■ Records contained in a dataset ■

• • • •

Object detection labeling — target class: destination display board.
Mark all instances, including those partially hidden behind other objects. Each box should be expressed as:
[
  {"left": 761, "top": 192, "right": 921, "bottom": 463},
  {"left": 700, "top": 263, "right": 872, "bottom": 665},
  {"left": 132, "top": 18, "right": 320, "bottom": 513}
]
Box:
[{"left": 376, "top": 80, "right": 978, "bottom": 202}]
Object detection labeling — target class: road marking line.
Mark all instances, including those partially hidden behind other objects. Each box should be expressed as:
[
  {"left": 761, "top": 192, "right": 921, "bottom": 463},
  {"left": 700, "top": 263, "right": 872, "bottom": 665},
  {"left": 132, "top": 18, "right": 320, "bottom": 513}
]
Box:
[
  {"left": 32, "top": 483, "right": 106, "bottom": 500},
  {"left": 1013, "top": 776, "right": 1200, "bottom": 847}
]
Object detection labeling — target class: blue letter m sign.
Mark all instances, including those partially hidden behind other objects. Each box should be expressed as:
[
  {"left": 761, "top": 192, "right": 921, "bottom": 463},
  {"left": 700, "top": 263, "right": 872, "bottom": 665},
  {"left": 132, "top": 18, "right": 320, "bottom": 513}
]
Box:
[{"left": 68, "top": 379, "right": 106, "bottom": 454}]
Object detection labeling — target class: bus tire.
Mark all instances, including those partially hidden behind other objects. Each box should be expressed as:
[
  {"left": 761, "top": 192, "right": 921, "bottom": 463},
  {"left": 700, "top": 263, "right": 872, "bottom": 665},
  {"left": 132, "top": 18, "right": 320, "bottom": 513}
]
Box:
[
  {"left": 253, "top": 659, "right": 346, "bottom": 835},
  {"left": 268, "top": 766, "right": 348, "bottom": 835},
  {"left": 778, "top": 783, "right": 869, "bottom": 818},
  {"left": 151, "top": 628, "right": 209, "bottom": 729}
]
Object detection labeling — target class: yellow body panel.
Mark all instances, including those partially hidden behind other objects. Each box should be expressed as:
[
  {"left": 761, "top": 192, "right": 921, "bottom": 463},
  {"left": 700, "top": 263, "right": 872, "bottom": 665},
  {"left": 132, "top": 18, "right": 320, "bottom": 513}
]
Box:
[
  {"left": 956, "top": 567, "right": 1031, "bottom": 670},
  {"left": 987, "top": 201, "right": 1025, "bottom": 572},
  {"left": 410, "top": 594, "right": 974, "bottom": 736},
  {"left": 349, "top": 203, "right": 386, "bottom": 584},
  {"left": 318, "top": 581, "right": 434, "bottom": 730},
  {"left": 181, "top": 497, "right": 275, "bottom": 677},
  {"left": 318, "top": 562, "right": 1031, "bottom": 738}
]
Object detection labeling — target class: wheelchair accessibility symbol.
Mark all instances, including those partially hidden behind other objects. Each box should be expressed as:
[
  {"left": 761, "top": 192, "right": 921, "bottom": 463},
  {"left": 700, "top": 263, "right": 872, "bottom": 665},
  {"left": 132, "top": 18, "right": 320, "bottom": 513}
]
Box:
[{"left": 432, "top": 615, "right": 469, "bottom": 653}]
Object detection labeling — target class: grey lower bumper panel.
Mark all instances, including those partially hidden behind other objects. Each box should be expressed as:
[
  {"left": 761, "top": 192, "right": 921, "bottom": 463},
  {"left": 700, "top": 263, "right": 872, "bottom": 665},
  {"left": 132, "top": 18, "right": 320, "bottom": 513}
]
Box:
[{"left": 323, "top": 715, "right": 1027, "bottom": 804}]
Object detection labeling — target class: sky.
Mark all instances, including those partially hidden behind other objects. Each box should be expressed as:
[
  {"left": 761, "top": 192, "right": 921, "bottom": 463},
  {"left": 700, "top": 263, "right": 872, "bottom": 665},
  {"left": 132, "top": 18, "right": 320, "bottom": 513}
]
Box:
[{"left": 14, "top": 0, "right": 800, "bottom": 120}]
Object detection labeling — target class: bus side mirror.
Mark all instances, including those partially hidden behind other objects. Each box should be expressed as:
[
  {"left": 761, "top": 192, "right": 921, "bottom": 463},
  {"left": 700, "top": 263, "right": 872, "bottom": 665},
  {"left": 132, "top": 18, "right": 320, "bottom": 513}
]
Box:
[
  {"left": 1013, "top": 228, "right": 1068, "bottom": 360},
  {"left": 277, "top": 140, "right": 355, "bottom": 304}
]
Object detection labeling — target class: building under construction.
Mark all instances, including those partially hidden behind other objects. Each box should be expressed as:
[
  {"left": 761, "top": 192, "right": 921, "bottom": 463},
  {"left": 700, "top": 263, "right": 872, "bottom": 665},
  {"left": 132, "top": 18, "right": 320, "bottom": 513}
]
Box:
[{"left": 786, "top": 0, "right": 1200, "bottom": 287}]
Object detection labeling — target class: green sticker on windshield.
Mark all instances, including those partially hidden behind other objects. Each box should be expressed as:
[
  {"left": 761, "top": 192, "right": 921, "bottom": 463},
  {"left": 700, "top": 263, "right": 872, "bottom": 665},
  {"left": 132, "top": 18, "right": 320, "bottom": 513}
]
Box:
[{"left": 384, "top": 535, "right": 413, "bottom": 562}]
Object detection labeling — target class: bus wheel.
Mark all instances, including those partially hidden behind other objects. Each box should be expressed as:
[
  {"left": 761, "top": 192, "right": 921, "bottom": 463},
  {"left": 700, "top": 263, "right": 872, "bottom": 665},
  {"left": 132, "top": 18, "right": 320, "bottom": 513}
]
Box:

• • • •

■ DIRECTIONS ■
Whenever a line above includes the string "target", copy it.

■ FINAL ANSWER ■
Object detection labeling — target class: destination display board.
Object detection labeling — target class: road marking line.
Object detection labeling — target class: blue letter m sign.
Object detection labeling — target class: bus tire.
Object detection labeling — target class: yellow body panel.
Object detection labeling — target class: wheelchair accessibility symbol.
Object detection labeling — target class: grey lower bumper panel.
Object detection labeling — target class: sky.
Object detection labeling — target class: bus side mirror.
Object detection labeling — target class: building under construction.
Object detection labeling — target class: green sticker on windshield.
Object detection labeling — target class: bus wheel.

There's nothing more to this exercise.